Entries supplied >>
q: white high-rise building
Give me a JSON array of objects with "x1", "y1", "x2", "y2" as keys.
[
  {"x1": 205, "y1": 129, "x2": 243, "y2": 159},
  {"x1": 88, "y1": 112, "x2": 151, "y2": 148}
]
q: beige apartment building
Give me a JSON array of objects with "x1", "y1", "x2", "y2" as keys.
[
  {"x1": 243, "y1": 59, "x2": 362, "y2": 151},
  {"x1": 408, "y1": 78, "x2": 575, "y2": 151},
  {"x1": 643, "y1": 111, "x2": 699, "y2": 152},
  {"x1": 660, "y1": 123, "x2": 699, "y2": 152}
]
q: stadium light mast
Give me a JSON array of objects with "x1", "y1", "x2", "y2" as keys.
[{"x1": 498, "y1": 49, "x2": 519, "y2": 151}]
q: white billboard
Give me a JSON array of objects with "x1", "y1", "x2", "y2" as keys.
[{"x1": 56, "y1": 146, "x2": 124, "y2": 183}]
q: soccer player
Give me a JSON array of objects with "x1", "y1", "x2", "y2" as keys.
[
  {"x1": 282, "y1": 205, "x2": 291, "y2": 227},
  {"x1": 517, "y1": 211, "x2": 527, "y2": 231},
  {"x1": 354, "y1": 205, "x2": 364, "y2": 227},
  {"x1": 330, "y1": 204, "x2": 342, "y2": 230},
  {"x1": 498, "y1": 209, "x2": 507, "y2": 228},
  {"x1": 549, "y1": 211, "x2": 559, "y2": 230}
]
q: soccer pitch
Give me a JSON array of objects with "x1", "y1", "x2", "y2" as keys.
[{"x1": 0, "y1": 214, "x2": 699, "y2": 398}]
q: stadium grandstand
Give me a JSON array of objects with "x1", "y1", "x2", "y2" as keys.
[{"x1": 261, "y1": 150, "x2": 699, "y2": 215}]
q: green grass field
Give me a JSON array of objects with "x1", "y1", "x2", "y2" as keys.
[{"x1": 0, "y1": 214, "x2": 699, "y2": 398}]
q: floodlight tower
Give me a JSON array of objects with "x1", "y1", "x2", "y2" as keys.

Challenge >> Reproduce all of the rows above line for line, changing nothing.

The solution >>
q: white high-rise building
Give me a JSON array of objects with "x1", "y1", "x2", "y2" as keys.
[
  {"x1": 205, "y1": 129, "x2": 243, "y2": 159},
  {"x1": 88, "y1": 112, "x2": 151, "y2": 148}
]
q: beige apartment building
Give me a JSON array of objects with "x1", "y1", "x2", "y2" as keys.
[
  {"x1": 243, "y1": 59, "x2": 362, "y2": 151},
  {"x1": 408, "y1": 78, "x2": 575, "y2": 151},
  {"x1": 643, "y1": 111, "x2": 699, "y2": 152},
  {"x1": 660, "y1": 123, "x2": 699, "y2": 152}
]
q: stadium light mast
Give me a JSON array of objects with "x1", "y1", "x2", "y2" as keys.
[{"x1": 498, "y1": 49, "x2": 519, "y2": 151}]
q: white billboard
Give me a JSON array of objects with "x1", "y1", "x2", "y2" as keys.
[{"x1": 56, "y1": 146, "x2": 124, "y2": 183}]
q: soccer player
Give me a JSON array of objects with "x1", "y1", "x2", "y2" as keys.
[
  {"x1": 282, "y1": 205, "x2": 291, "y2": 227},
  {"x1": 517, "y1": 211, "x2": 527, "y2": 231},
  {"x1": 354, "y1": 205, "x2": 364, "y2": 227},
  {"x1": 330, "y1": 204, "x2": 342, "y2": 230},
  {"x1": 498, "y1": 209, "x2": 507, "y2": 228},
  {"x1": 549, "y1": 211, "x2": 559, "y2": 230}
]
q: soccer pitch
Give me a JSON array of objects with "x1", "y1", "x2", "y2" as keys.
[{"x1": 0, "y1": 214, "x2": 699, "y2": 398}]
q: stadium grandstand
Give me a JSON array of objects with "x1", "y1", "x2", "y2" as keys.
[{"x1": 261, "y1": 150, "x2": 699, "y2": 215}]
q: green grass field
Give me a JSON array of objects with "x1", "y1", "x2", "y2" as keys.
[{"x1": 0, "y1": 214, "x2": 699, "y2": 398}]
q: floodlight tower
Give me a JSON array of objects with "x1", "y1", "x2", "y2" as keys.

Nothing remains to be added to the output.